En 1954, Vincente Minnelli s’attaque à l’adaptation de la comédie musicale d’Alan Jay Lerner et Frederick Loewe qui a triomphé à Broadway une dizaine d’années plus tôt : Brigadoon.

Alors qu’ils chassent le gibier en Ecosse, les deux New-Yorkais Jeff Douglas (Van Johnson) et Tommy Albright (Gene Kelly) se perdent dans les Highlands. Leur carte n’indique aucun village alentour et pourtant, de la brume, surgit soudain un village dans le vallon. Brigadoon où vit Fiona (Cyd Charisse), ses sœurs, et toute une communauté restée figée au XVIII° siècle pour la simple et bonne raison que ce village n’apparaît qu’un jour tous les cent ans – un miracle pour beaucoup, une malédiction pour certains. Tommy et Fiona vont tomber amoureux mais comment vivre une histoire qui existe tout en n’existant pas ?

--

EXERCICE PROPOSÉ 1:
Selon l'extrait sur Brigadoon, à quelle fréquence le village apparaît-il ?

ENREGISTREMENTS DU CORPUS:
--

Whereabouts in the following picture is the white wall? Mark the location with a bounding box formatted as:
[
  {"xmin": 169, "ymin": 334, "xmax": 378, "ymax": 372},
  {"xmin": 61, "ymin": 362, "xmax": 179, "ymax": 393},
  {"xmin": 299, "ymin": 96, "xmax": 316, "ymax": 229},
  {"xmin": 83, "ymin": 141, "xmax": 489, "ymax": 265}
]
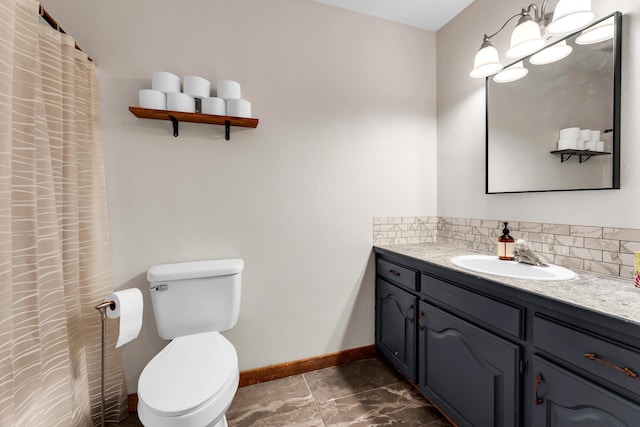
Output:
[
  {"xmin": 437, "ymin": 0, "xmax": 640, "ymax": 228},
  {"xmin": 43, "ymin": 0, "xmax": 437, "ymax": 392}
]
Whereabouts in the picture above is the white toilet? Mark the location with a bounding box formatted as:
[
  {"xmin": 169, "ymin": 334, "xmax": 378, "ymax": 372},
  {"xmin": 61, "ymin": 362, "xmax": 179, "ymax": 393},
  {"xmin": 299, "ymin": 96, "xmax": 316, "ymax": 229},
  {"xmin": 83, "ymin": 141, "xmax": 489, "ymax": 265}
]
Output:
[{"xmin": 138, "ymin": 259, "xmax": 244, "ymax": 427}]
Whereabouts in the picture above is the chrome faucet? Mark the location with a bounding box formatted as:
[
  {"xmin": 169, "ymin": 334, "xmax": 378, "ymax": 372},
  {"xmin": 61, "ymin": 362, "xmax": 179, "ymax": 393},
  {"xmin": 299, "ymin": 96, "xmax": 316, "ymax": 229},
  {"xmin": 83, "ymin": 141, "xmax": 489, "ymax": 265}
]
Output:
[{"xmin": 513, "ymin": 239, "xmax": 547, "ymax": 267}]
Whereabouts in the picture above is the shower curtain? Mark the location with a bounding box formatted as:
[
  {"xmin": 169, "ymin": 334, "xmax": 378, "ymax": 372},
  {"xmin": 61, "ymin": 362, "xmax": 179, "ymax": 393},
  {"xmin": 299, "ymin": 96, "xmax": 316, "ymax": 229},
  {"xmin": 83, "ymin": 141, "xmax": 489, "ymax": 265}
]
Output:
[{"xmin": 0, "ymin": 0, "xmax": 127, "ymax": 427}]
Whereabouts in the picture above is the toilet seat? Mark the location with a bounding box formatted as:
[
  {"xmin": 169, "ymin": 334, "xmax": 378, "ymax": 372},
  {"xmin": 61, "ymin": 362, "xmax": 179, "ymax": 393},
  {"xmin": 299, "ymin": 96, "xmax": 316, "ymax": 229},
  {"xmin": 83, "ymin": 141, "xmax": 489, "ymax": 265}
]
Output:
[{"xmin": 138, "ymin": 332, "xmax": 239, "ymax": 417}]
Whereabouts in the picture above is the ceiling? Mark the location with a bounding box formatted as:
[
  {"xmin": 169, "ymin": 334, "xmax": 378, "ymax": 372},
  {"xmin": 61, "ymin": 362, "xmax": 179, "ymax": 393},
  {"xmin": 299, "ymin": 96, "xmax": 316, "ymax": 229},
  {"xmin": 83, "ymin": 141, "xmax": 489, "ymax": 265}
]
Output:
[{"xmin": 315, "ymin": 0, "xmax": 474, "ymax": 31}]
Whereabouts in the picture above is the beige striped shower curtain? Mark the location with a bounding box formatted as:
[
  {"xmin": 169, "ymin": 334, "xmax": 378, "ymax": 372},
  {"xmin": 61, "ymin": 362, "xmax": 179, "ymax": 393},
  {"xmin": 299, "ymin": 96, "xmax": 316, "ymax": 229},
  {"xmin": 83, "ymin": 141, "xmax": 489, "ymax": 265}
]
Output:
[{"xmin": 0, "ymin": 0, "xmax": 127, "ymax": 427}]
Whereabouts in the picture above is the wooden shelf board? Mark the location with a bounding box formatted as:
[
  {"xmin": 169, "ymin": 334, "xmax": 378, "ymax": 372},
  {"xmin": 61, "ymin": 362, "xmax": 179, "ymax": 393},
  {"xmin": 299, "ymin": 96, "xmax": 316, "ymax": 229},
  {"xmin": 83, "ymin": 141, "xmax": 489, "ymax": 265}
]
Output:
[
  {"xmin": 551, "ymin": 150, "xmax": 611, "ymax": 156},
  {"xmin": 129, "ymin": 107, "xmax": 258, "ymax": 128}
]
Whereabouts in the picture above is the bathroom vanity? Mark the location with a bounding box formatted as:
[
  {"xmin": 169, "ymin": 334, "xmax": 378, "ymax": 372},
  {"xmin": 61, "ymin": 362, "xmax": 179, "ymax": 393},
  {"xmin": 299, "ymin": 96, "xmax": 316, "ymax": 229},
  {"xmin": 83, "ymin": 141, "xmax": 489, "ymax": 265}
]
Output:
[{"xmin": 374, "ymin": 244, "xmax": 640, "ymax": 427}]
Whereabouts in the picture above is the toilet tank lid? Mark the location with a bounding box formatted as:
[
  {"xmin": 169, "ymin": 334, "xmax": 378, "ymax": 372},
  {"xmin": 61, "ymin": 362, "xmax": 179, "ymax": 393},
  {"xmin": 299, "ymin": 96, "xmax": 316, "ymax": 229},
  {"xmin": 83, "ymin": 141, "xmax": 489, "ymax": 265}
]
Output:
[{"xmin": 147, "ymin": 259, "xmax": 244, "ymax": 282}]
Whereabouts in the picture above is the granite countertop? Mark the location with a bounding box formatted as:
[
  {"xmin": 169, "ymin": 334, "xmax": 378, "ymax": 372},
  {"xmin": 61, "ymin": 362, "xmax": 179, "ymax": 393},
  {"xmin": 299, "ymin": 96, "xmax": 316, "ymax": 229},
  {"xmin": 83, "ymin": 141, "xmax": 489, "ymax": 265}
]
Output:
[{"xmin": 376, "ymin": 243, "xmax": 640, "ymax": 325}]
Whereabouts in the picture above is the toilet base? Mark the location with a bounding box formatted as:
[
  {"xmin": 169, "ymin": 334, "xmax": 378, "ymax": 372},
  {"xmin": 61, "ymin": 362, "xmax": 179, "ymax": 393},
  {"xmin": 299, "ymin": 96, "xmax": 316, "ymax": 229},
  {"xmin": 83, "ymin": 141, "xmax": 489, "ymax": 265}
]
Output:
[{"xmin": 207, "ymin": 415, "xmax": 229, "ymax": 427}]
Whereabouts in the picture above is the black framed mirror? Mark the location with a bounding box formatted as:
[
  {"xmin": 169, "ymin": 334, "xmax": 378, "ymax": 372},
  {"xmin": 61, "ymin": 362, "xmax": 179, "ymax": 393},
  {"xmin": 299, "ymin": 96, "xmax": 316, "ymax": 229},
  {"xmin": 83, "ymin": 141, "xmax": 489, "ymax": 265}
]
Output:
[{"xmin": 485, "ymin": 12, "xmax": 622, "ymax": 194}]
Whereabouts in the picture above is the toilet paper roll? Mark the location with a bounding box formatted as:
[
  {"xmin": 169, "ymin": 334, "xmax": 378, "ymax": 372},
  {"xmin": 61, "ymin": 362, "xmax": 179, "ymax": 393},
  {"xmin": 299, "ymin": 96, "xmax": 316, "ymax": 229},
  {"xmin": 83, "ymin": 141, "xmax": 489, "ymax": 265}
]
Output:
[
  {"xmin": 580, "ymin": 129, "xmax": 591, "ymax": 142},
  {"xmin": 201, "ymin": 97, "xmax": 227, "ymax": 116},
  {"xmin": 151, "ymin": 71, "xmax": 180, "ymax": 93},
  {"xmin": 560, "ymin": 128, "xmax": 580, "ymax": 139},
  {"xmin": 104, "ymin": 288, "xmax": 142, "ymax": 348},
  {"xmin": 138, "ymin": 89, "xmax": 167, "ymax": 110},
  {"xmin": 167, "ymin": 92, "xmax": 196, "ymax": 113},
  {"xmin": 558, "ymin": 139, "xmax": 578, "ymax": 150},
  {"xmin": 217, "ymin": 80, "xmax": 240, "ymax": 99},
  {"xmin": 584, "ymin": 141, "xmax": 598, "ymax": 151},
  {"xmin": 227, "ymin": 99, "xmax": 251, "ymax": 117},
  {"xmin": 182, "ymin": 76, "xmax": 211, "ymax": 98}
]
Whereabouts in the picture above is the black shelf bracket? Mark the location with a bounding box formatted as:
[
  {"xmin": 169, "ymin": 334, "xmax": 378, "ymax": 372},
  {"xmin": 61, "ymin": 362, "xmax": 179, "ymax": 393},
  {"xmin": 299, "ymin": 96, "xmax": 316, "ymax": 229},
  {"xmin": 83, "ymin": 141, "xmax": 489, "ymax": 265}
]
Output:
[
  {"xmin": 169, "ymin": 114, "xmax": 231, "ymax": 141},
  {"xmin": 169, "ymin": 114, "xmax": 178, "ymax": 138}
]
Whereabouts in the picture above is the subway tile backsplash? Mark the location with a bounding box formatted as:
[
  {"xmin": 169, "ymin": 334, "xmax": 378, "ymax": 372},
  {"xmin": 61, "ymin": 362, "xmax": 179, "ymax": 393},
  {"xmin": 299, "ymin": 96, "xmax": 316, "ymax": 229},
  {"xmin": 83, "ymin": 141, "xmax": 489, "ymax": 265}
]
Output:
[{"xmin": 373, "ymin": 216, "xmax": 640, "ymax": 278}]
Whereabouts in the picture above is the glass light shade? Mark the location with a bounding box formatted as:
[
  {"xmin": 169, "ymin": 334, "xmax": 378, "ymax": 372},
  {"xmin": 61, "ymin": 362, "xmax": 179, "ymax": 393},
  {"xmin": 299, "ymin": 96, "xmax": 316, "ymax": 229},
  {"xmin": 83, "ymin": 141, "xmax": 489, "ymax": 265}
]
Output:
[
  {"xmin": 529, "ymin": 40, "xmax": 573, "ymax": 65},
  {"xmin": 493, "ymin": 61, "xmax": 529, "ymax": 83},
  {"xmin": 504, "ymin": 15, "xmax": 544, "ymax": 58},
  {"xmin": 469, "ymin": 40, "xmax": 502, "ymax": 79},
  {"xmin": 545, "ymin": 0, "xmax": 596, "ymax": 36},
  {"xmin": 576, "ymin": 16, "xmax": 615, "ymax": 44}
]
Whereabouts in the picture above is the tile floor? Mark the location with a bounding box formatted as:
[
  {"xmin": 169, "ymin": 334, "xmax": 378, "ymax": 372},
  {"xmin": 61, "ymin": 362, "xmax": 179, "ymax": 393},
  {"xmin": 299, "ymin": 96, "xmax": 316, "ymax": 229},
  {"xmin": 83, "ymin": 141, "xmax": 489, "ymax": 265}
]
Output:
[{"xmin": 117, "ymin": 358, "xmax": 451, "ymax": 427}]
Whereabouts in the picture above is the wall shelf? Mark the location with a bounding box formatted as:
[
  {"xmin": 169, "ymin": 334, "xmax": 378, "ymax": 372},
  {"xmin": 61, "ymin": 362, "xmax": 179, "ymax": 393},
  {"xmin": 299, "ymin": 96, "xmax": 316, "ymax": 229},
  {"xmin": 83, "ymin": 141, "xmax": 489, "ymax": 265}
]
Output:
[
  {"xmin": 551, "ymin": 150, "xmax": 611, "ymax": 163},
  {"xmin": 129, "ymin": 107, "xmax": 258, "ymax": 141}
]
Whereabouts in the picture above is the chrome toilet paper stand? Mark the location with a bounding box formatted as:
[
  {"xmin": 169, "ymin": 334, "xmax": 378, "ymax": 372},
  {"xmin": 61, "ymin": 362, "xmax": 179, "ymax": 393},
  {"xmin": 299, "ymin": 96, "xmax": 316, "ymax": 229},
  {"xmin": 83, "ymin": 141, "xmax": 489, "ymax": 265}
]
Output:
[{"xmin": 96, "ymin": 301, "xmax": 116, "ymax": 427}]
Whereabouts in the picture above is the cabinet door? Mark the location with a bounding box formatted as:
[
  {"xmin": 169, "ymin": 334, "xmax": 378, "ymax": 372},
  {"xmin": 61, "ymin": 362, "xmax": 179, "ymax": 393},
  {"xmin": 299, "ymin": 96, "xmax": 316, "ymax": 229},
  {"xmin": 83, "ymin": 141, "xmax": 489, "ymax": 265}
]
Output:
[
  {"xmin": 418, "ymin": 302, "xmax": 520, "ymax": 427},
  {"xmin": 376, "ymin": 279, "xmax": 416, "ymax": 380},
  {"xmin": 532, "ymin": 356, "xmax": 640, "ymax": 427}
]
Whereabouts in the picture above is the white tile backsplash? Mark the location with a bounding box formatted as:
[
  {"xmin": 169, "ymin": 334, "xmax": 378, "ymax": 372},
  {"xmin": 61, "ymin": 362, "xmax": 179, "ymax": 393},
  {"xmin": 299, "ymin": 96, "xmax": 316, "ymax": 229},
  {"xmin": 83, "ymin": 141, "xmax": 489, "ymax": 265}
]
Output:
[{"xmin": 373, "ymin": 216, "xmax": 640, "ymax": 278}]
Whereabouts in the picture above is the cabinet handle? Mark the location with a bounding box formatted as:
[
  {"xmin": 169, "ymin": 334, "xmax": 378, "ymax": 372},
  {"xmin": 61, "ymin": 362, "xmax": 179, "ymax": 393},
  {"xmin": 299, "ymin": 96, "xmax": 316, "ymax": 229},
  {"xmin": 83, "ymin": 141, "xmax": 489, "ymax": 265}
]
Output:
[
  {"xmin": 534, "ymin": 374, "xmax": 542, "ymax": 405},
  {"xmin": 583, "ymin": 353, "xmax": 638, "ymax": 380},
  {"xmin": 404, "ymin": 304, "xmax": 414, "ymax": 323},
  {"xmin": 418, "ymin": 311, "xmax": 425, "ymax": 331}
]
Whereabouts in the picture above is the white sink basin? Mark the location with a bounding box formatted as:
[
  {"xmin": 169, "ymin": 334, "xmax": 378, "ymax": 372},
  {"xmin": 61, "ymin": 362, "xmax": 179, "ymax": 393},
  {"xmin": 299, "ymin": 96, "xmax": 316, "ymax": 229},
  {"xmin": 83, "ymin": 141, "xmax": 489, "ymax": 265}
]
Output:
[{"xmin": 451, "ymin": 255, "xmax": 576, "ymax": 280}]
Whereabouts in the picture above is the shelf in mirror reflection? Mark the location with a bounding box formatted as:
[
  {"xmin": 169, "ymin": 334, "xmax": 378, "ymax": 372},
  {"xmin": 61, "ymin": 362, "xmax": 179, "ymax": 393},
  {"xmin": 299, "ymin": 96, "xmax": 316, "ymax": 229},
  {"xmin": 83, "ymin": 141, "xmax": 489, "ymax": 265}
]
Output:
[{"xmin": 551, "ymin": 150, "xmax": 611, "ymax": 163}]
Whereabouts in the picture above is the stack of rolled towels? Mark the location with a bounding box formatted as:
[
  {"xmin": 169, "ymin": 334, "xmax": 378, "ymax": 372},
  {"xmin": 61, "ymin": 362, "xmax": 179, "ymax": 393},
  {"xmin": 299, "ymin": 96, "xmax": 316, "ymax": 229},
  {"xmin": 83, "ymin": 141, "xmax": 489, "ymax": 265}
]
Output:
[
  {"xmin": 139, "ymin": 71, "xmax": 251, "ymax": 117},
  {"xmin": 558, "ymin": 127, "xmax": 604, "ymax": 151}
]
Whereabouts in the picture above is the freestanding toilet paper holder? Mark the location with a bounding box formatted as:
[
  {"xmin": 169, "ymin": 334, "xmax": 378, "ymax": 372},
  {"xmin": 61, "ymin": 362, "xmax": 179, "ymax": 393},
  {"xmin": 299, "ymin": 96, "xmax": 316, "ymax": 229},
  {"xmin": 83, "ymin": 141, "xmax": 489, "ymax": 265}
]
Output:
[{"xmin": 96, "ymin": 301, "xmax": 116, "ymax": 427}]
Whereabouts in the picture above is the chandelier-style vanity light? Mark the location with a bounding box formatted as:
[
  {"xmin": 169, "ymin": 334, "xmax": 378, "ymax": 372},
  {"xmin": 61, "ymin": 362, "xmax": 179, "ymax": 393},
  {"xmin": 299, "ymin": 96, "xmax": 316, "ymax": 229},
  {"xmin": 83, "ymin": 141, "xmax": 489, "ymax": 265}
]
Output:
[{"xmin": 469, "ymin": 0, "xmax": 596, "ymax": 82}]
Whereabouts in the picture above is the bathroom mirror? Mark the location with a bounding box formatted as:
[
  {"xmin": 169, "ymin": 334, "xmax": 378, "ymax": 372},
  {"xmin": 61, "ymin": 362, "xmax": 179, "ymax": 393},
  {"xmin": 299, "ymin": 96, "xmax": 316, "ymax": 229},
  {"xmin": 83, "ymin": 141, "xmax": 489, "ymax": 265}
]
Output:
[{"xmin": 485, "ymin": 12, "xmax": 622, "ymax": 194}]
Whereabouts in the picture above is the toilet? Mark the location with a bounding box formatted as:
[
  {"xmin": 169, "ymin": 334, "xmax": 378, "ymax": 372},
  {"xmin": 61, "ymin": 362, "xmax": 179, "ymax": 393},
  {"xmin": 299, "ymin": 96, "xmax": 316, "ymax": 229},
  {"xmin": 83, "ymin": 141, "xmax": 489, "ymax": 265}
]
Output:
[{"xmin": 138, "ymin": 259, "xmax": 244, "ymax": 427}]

--

EXERCICE PROPOSÉ 2:
Repérez chaque ligne des enregistrements qui contient la chaîne « light » et recopiez-la. La casse compte.

BONNE RÉPONSE 1:
Un jour tous les cent ans.

BONNE RÉPONSE 2:
Whereabouts in the picture above is the glass light shade? Mark the location with a bounding box formatted as:
Whereabouts in the picture above is the chandelier-style vanity light? Mark the location with a bounding box formatted as:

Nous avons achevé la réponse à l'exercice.